» **SUPPLIED PASSAGE**
============================================================

I think if someone asked a contemporary Frank Capra to do a version of "Why We Fight" for today, they'd go insane. But, today we do not ask for universal sacrifice, and the difference between these young men and the guys playing in the Super Bowl boils down to this: they are paid incredibly less money to do more than Eli Manning ever imagined; few people can comprehend what they do and why; and ultimately, they end up alienated because they think no one cares. And, at times, I think they may be right...
One night while watching a scene from HBO’s
“Rome” in which a Roman soldier tells a slave he wants to marry her, a
soldier asked which century the story was set in. “First B.C. or A.D.,”
said another soldier. The first shook his head: “And they’re still
living like this 800 meters outside the wire.”
Absolutely awesome article in the Times. This is reality, and it sucks. Crusader AXE lived throughthe Army
shift from an austere warrior approach to a concern for quality of life in combat, and I think that the Petraeus doctrine which reduces the impact of "quality of life" is more likely to succeed than the other, especially in a counter-insurgency. That said, the impact on the soldiers of that kind of isolation in situations that are not necessarily counter-insurgencies so much as a kind of island-hopping between village and village is not clear. I deal with people with PTSD every day. Contrary to what a lot of people outside think, I believe that PTSD is not so much caused by what is done to you as by what you see done to your friends and how you react to that. The more it happens, the worse it is, the longer it lasts, the more incredible the damage -- and, at a certain point, you have to ask as a citizen and a human being is the ultimate goal worth the cost? Afghanistan should be over, but due to diversion of forces, wealth and intellectual capital as well as the absurdity of the entire mess, our people are still struggling there. As Hillary and Batboy and Batshit occupy the minds of the nation and the mortgage mess continues and we wonder why anyone would pay $70K for a Nissan, we ask this of our young men and women.
The next day I climbed up to the KOP and found Specialist Giunta, a
quiet Iowan lofted into a heroism he didn’t want. His officers were
putting him up for a medal of honor. Giunta told me the story of that
night, how they’d barely moved 300 yards before they were blasted.
Giunta was fourth in the file when it happened, and he jumped into a
ditch. He couldn’t figure out why they were getting hit from where
Joshua Brennan and baby-faced
Franklin Eckrode should have been leading
up ahead. He knew it must be bad, but as he leapt up to check he got
whacked with a bullet in his armored chest plate. It threw him down.

============================================================

» **RECORDS SHOWN**

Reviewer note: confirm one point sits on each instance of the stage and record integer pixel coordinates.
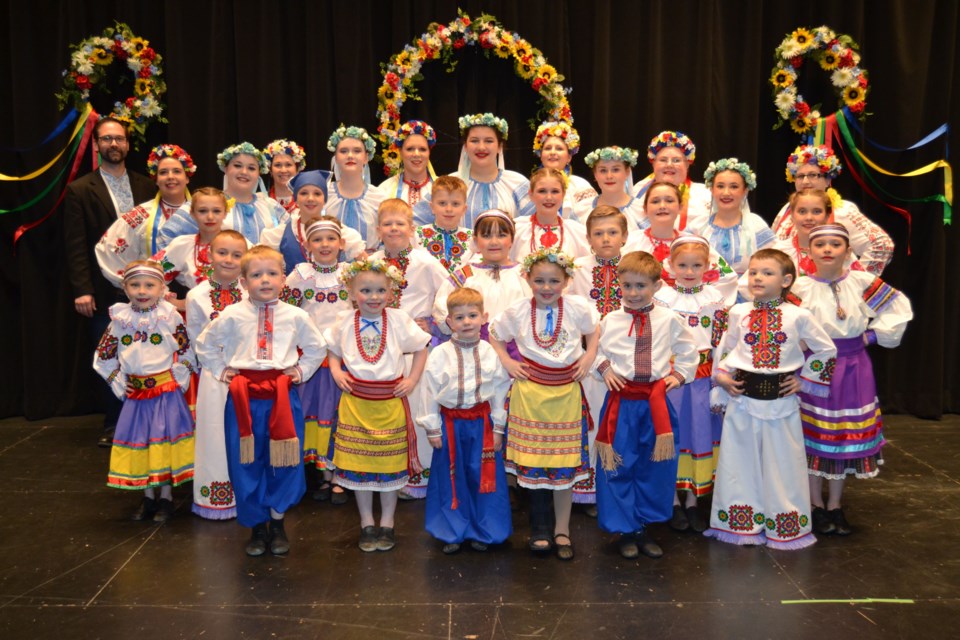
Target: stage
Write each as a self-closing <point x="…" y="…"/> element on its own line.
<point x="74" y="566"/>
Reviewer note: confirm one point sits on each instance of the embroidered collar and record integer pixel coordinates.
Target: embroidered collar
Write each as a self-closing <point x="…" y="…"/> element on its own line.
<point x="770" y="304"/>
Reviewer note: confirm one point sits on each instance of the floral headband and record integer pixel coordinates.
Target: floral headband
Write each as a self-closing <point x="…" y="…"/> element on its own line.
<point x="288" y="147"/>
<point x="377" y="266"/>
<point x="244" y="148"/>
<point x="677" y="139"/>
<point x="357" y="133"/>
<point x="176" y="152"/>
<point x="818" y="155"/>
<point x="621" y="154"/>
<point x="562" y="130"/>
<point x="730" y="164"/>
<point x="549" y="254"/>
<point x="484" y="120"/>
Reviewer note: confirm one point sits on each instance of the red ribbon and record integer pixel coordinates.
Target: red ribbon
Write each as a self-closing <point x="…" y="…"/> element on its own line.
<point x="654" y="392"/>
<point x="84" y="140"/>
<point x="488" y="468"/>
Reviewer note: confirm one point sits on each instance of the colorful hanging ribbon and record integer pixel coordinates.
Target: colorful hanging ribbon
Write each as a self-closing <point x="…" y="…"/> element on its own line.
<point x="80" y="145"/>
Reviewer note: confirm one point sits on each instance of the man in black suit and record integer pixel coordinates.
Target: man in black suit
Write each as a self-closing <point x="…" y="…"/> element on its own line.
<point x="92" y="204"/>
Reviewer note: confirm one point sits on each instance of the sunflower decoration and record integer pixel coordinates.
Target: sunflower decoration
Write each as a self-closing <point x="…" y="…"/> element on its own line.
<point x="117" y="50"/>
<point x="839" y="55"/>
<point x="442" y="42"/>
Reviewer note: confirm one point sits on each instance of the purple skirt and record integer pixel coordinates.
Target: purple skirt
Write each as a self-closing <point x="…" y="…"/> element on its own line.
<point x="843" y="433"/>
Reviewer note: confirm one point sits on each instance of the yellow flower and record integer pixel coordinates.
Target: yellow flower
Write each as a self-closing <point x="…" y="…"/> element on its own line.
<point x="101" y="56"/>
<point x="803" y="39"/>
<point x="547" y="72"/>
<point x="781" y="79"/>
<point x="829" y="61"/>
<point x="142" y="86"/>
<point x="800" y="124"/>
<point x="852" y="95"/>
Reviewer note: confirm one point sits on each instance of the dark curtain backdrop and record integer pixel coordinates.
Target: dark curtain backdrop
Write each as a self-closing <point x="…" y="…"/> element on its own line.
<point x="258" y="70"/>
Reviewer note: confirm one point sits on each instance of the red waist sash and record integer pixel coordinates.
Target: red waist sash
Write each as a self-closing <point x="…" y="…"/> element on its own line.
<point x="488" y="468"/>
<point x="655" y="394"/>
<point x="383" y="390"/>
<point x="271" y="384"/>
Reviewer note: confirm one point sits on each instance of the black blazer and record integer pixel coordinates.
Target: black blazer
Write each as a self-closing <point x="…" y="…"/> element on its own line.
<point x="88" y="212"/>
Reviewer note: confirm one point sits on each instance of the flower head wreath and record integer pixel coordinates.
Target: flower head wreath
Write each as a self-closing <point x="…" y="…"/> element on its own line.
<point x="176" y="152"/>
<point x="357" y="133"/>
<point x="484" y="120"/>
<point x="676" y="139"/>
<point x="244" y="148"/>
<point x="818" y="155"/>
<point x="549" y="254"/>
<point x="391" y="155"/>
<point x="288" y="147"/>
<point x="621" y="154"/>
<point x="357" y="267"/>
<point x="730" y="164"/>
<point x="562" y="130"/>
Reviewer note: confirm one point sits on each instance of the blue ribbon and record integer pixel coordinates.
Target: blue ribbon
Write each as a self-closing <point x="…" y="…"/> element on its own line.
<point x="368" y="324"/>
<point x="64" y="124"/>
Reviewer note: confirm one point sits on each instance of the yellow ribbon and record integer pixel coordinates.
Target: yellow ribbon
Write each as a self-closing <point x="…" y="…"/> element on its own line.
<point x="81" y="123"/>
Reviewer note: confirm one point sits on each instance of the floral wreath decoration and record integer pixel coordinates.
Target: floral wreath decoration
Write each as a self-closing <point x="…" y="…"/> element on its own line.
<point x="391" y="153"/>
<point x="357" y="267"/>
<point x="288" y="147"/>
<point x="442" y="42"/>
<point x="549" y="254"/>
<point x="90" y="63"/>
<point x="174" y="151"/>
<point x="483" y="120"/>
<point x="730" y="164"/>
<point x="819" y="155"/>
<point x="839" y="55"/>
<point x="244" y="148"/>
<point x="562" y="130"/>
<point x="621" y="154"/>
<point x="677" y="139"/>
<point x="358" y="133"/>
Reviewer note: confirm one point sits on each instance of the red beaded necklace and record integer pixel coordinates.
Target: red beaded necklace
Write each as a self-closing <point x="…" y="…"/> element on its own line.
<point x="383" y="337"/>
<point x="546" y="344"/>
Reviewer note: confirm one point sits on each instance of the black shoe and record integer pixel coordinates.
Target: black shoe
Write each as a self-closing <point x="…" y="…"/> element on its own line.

============================================================

» **PROBLEMS TO SOLVE**
1. Translate this sentence from the passage on soldiers in Afghanistan into Spanish: "I deal with people with PTSD every day."
2. Carry the passage on soldiers in Afghanistan forward, starting right after its final sentence.
The records above come from a separate source.

» **ANSWERS**
1. Trato con personas con TEPT todos los días.

2.
They were taking fire from three sides. He grabbed some grenades: “I
couldn’t throw as far as Sergeant Gallardo. We were looking like
retards and I decided to run out in front of the grenades.” ...
He
couldn’t figure out who they were. Then he realized they were hauling
Brennan off through the forest. “I started shooting,” he recalled. “I
emptied that magazine. They dropped Brennan.” Giunta scrambled up to
Brennan. He was a mess. His lower jaw was shot off. “He was still
conscious. He was breathing. He was asking for morphine. I said,
‘You’ll get out and tell your hero stories,’ and he was like, ‘I will,
I will.’ ”...
They were still taking fire. No one was there to help.
Hugo Mendoza, their platoon medic, was back in another ditch, calling:
“I’m bleeding out. I’m dying.” Giunta saw Brennan’s eyes go back. His
breathing was bad. Giunta got Brennan to squeeze his hand. A medic
showed up out of the sky. They prepared Brennan to be hoisted to the
medevac in a basket. Soon he would be dead.
As the medevacs
flew out, Sergeant Sandifer had talked in air cover: Slasher, the
AC-130. The pilot was a woman and, Sandifer later told me, “It was so
reassuring for us to hear her voice.” She spotted guys hiding and asked
if she was clear to engage. “ ‘You’re cleared hot,’ I told her. And we
killed two people together.” But, at this point, the killings were no
consolation to Sandifer.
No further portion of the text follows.